Table 1 - Cumulative points gained by the SPY and the contribution of points by the hour

05 May 2008 to 31 Dec 2019

Date 9 10 11 12 13 14 15 16 Total
31 Dec 2019 117.4739 22.9358 -4.3967 8.6097 15.5789 -3.2806 19.6799 4.1291 180.73

Two thirds of the gains from May 2008 are from the extended session + overnight moves! This means that if you pursued a strategy of simply buying at the close and then exiting at the next day's open, you would have captured the majority of the price returns for this whole bull run.

 

Table 2 - Statistical description of percent changes in each segment

Values in % terms i.e. 0.0171 means 0.0171% not 1.71%, normalized by their price at the top of the hour

The largest changes are seen in the overnight gaps - 9.2% and +10.1% and the hour with the least variation in percent returns is the 1200-1300 time period.

Update 2020-08-11

Some general updates regarding how I'm positioning myself.

I'm still remaining long Calls in some depressed stock - it rallied for a burst in May but it was very short-lived. The risks still remain and the play remains viable in the long term (to recap, I'm looking at next Jan). The virus itself may be more long-drawn than initially expected, but it's ok because the market seems ever ready to reward any good news. Keep riding on the disconnect.

The newer idea is OTM Verticals on pharma stocks, since there's nothing else much to do now.

The curve steepener idea initiated some time ago is now expiring for what is likely a small gain or loss. The curve never steepened fast enough for the index to capture it. The only thing wasted on this trade was the tied up capital but that's easily managed.

In the FX space, it seems like the dollar has formed a mid term bottom and I would go long the USD for a bit here. The EUR rally is no doubt warranted so I won't contest that.

I remain underweight SG stocks - it's quite clear that it's an asymmetric play to the downside - has been since the financial crisis.

I think the next 5-10 years or so, we will have to be more active in managing our portfolios - it's hard to see where returns are going to be attractive in the passive space.

The Way Forward

The rally is firmly in place now despite "common sense" that we should be seeing a 2nd wave down. I've mentioned in previous posts that we should find ways we can position ourselves should the rally happen and I've mainly done that through Calls which I believe give the best risk-reward in this lower volatility environment. VIX was then about 38.

########################################

● **Required work**:
1 > Retype the passage of the market commentary word for word, starting with "In the FX space, it" and going on through "the financial crisis.".
2 > Decide whether each statement agrees with the market commentary. Answer yes or no and quote the words that settle it: (a) Two thirds of the gains since May 2008 come from the extended session plus overnight moves. (b) The hour with the least variation in percent returns is the 1500-1600 period. (c) The writer is overweight SG stocks.

● **Entries provided**:
########################################

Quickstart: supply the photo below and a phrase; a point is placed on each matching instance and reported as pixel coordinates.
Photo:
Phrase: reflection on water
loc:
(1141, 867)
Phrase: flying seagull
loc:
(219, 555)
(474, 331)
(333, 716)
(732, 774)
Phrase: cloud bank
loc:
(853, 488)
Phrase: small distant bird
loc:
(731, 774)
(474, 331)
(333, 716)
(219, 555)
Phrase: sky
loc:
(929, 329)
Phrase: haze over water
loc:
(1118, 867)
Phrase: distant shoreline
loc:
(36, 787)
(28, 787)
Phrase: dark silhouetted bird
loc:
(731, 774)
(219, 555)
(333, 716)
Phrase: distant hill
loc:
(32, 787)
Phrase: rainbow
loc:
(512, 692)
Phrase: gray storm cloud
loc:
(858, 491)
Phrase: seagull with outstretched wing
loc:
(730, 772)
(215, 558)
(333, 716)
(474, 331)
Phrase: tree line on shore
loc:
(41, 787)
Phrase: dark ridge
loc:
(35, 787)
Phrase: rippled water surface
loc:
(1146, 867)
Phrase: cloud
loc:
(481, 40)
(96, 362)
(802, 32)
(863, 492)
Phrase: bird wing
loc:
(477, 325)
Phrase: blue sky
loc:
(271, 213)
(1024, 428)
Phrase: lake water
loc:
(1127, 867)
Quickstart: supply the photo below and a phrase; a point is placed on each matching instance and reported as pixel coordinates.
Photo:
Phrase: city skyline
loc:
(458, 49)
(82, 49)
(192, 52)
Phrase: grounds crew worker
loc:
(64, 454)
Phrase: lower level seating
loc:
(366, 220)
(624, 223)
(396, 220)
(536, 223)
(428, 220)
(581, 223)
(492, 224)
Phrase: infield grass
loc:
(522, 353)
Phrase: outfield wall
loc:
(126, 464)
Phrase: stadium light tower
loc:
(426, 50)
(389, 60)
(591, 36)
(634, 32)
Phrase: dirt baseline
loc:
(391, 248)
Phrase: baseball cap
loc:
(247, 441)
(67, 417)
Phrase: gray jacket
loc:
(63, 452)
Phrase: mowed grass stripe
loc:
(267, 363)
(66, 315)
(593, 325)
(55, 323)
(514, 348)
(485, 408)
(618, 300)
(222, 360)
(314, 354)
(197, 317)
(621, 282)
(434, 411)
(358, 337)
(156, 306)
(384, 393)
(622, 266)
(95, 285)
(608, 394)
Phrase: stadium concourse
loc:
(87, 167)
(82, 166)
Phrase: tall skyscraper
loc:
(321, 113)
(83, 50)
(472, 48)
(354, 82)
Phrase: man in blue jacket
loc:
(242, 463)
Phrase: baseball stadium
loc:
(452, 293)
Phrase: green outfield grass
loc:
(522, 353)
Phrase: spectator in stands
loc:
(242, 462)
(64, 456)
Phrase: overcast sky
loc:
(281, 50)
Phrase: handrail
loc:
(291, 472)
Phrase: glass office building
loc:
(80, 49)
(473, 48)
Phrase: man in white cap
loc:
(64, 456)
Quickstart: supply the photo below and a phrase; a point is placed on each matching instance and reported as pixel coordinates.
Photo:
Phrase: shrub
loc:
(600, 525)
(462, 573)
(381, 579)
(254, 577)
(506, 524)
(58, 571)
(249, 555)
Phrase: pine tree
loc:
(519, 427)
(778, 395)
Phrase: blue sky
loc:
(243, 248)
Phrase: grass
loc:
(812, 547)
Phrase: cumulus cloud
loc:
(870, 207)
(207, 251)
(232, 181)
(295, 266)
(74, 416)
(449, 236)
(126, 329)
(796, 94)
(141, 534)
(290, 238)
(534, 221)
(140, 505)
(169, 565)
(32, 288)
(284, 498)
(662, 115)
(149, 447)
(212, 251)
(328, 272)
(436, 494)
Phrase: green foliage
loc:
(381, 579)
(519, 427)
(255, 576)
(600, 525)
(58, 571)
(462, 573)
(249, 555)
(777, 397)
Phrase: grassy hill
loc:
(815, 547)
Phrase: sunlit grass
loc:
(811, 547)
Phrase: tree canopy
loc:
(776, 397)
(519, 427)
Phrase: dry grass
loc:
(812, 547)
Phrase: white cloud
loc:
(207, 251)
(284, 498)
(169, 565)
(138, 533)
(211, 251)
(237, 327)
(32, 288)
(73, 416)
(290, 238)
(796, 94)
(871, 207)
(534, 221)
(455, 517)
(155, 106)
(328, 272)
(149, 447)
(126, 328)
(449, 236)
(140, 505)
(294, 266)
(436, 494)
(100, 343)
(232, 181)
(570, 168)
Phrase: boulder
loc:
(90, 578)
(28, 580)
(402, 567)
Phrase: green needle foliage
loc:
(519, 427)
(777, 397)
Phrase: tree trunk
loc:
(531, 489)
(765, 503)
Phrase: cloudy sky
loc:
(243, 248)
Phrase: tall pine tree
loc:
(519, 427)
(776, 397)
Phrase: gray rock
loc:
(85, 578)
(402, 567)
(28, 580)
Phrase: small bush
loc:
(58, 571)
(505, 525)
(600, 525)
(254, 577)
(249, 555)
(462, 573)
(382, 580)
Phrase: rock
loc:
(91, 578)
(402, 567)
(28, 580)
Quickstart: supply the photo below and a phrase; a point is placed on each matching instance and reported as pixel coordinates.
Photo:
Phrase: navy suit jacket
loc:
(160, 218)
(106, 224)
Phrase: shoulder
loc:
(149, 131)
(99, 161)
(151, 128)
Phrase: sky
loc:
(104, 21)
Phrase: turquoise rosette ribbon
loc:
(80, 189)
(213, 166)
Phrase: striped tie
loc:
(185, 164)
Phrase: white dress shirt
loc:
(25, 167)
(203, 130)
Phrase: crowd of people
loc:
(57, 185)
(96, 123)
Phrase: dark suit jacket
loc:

########################################

● **Written answers**:
1 >
In the FX space, it seems like the dollar has formed a mid term bottom and I would go long the USD for a bit here. The EUR rally is no doubt warranted so I won't contest that.

I remain underweight SG stocks - it's quite clear that it's an asymmetric play to the downside - has been since the financial crisis.

2 >
(a) Yes: "Two thirds of the gains from May 2008 are from the extended session + overnight moves!"
(b) No: "the hour with the least variation in percent returns is the 1200-1300 time period."
(c) No: "I remain underweight SG stocks"